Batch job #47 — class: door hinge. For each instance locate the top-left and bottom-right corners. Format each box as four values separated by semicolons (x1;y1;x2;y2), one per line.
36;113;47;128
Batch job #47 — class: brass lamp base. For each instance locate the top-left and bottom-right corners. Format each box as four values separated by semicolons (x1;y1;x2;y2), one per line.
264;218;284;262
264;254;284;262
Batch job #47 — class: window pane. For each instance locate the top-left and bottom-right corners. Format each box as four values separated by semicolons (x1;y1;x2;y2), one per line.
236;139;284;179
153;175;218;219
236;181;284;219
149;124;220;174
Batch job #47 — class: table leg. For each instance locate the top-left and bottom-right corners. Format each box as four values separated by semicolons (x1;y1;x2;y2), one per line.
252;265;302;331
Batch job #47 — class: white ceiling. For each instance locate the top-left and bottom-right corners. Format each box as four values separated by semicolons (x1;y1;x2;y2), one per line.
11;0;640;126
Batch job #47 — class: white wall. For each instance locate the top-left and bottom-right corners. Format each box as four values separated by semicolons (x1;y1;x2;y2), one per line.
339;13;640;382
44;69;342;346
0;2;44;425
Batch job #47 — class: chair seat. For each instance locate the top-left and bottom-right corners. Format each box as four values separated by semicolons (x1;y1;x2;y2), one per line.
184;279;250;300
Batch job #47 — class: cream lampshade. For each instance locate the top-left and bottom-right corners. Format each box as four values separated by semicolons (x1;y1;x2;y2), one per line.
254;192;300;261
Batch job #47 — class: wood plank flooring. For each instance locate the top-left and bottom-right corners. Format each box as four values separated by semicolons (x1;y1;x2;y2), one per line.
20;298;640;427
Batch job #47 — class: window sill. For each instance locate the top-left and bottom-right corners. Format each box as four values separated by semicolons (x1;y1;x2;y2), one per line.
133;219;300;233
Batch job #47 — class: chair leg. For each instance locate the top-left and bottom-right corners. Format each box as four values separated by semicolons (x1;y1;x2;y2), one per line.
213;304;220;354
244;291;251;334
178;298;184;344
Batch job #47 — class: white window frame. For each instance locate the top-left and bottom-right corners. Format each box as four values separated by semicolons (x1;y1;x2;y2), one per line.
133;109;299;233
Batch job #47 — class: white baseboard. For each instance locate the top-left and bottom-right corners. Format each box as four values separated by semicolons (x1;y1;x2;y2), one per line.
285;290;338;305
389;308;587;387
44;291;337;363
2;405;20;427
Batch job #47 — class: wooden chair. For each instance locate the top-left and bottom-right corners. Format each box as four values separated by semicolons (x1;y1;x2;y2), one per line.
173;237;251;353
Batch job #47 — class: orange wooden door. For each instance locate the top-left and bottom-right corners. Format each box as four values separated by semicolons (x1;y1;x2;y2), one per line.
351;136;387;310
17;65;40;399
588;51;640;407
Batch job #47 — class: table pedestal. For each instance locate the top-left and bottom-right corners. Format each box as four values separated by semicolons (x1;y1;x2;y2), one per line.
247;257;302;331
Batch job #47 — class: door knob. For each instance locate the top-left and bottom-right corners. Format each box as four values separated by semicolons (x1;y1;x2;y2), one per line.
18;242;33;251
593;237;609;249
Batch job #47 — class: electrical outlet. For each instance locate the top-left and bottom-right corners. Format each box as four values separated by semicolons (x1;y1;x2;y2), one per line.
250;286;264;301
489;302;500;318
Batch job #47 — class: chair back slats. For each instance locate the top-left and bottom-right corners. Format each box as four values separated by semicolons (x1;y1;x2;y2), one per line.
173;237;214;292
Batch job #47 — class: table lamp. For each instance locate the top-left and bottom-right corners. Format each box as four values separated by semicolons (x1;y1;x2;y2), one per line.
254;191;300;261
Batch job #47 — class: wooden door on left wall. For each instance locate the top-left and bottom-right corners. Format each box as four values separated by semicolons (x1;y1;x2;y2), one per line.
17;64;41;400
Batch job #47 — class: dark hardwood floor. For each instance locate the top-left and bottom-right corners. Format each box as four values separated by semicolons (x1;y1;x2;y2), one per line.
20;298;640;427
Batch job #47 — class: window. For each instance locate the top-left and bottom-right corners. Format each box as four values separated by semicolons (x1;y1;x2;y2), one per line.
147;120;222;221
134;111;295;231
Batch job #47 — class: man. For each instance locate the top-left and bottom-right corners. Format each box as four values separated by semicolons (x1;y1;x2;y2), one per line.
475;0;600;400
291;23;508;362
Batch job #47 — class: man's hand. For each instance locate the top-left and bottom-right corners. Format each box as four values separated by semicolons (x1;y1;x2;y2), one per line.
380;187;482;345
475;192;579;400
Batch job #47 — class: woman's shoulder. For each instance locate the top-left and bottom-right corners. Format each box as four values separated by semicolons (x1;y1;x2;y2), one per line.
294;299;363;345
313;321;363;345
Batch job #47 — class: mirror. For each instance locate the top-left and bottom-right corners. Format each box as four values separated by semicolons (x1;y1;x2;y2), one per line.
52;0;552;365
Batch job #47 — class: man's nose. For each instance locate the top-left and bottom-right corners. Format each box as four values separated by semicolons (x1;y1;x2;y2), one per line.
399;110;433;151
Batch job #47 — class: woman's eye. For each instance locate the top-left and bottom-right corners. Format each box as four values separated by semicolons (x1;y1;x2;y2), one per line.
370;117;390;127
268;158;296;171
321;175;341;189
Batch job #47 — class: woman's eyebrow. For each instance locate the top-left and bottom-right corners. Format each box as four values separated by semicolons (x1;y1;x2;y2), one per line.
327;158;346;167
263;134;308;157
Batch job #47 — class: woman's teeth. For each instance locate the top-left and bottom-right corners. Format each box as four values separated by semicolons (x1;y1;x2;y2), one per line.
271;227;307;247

--------------------------------

● **BRIEF**
Output the listing from its first line through the line containing "149;124;220;174", both ends included, as a Markdown table. Use the columns Row (a running number) and Line (the line itself), and skip any blank lines.

● **PROBLEM SOLUTION**
| Row | Line |
|---|---|
| 1 | Batch job #47 — class: door hinge. For each instance locate the top-left and bottom-right corners. Format each box as four values separated by semicolons (x1;y1;x2;y2), one per line. |
| 2 | 36;113;47;128 |
| 3 | Batch job #47 — class: brass lamp base. For each instance locate the top-left and bottom-right corners. Format each box as four values separated by semicolons (x1;y1;x2;y2), one per line. |
| 4 | 264;218;284;262 |
| 5 | 264;254;284;262 |
| 6 | Batch job #47 — class: window pane. For each instance locate the top-left and bottom-right corners. Format each box as four values separated by semicolons (x1;y1;x2;y2), one per line. |
| 7 | 236;139;284;179 |
| 8 | 153;175;218;219 |
| 9 | 236;181;284;219 |
| 10 | 149;124;220;174 |